• _Exercise 1_
Report how many lines in the entries below contain the string "ridge", giving only the number.

Now that we have created our KPI Slicer, we need to create two Measures in the model: one that will detect which item in the Slicer has been selected by the report viewer, and another to enforce the selection.

“Slicer” Measure

Select Power Pivot (tab) -> Calculations (group) -> Measures -> New Measure.

In the Measure dialog box, our measure will be created in the “View” table and be called “Slicer” and use the following formula:

=VALUES(View[View])

After we click OK, we can see that the Slicer’s single selection is displayed for each of the “Company Names”.

NOTE: If you are receiving an error when adding the Slicer “View” to the Values zone in the Power Pivot Table, make sure you have only a single button selected in the slicer.  Selecting more than one button in the Slicer will result in the following error.

To combat this issue of multiple selections in the Slicer, we will change the formula driving the “View” Slicer to ignore multiple button selections.

Select Power Pivot (tab) -> Calculations (group) -> Measures -> Manage Measure.

Select the “Slicer” measure and click Edit.

To ensure that only one Slicer button (i.e., condition) is selected, update the formula as follows:

=IF(HASONEVALUE(View[View]), VALUES(View[View]) )

What this does is check to see if a single item is selected from the “View” field.  If only one item is selected, then the “View” field is processed.  Otherwise, if we hold down CTRL and select multiple Slicer buttons, nothing happens.

When tested, selecting more than one button in the Slicer yields nothing in the table.

“KPI” Measure

Select Power Pivot (tab) -> Calculations (group) -> Measures -> New Measure.

In the Measure dialog box, our measure will be created in the “Orders” table and be called “KPI” and use the following formula:

=SWITCH([Slicer], “Number of Orders”, [Number of Orders], “Product Count”, [Distinct Count of Product], “Quantity Sold”, [Total Quantity])

Set all the formatting options as displayed below.

Update the Power Pivot Table VALUES Zone

We next need to update the Power Pivot Table to only contain the KPI measure in the VALUES zone.

Remove the existing entries in the VALUES zone leaving only the KPI measure.

The result is a Power Pivot Table like the following.

Step 7: Creating the Chart

Now it’s time to create the chart that will dynamically display and react to our KPI Slicer selection.

Click anywhere in the Power Pivot Table and select Insert (tab) -> Charts (group) Clustered Column Chart.

The inserted chart appears as follows:

Perfecting the Look of the Chart

Let’s apply the following cosmetic changes to the chart to make it more visually appealing:

  • Remove the Legend
  • Remove the Chart Title
  • Add Data Labels
  • Remove the Major Horizontal Gridlines
  • Remove the Vertical Axis
  • Make the Horizontal Axis labels Bold
  • Hide the Field Buttons (PivotChart Analyze (tab) -> Show/Hide (group) -> Field Buttons -> Hide All)

• _Exercise 2_
Write the next part of the Power Pivot tutorial above, starting after its last line.

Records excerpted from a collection
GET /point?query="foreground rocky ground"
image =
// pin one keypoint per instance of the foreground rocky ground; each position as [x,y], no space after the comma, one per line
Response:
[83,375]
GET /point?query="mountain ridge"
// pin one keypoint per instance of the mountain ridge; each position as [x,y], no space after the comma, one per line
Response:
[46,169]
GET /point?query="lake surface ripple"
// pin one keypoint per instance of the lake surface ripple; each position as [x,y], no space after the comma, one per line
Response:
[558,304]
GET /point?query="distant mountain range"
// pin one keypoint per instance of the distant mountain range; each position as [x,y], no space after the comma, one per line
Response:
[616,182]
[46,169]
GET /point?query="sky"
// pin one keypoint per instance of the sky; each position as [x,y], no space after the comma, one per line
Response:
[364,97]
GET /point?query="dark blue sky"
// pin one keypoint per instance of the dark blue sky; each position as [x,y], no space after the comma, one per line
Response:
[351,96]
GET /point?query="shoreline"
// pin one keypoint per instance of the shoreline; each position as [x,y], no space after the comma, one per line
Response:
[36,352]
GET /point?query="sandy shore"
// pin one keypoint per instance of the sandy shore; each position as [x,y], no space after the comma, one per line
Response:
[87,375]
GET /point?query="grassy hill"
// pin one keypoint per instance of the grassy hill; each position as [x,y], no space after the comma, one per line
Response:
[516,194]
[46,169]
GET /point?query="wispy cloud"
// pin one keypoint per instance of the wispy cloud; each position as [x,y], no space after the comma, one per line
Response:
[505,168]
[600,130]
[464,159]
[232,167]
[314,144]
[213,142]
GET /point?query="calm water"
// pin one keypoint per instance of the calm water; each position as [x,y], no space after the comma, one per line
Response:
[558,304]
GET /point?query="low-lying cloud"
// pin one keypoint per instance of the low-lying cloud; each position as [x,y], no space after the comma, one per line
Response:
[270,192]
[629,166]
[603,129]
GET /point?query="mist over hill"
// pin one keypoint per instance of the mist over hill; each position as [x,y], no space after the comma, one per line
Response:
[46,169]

• _Written answer 1_
2

• _Written answer 2_
  • Add Data Labels (right-click any bard and select Add Data Labels)
  • Reduce the size of the Plot Area to provide some space above the chart. This area will be used to display the Slicer buttons.

Step 8: Customize the Slicer and Integrate it with the Chart

Select the KPI Slicer and apply the following customizations:

  • Bring the KPI Slicer to the front-most layer (right-click and select Bring to Front)
  • Set the Columns option to 3
  • Remove the Slicer heading (right-click -> Slicer Settings -> uncheck Display Header)
  • Resize to produce the look below

Removing the Slicer’s Border

As there is not a single-click method to hide the blue border surrounding the slicer, and we want the buttons to appear as if they are floating above the chat columns, we must duplicate and modify the existing Slicer Style then apply the modified style to the Slicer.

  1. Right-click on the highlighted Slicer Style and select Duplicate.
  2. Give the new Slicer Style a name, such as “Slicer – No Border”.
  3. Select the Slicer Element “Whole Slicer” and click Format.

The updated Modify Slicer Style dialog box should appear as follows:

Clicking OK will commit the updates but the newly created Slicer style will not be applied to the existing Slicer.

To assign the newly created Slicer style to the existing Slicer, select Slicer (tab) -> Slicer Styles (group) -> “Slicer – No Border”.

The updated chart looks much better with the new Slicer style.

As an extra bit of chart polish, let’s sort the columns in the chart in descending order.

Right-click any column in the chart and select Sort -> Sort Largest to Smallest.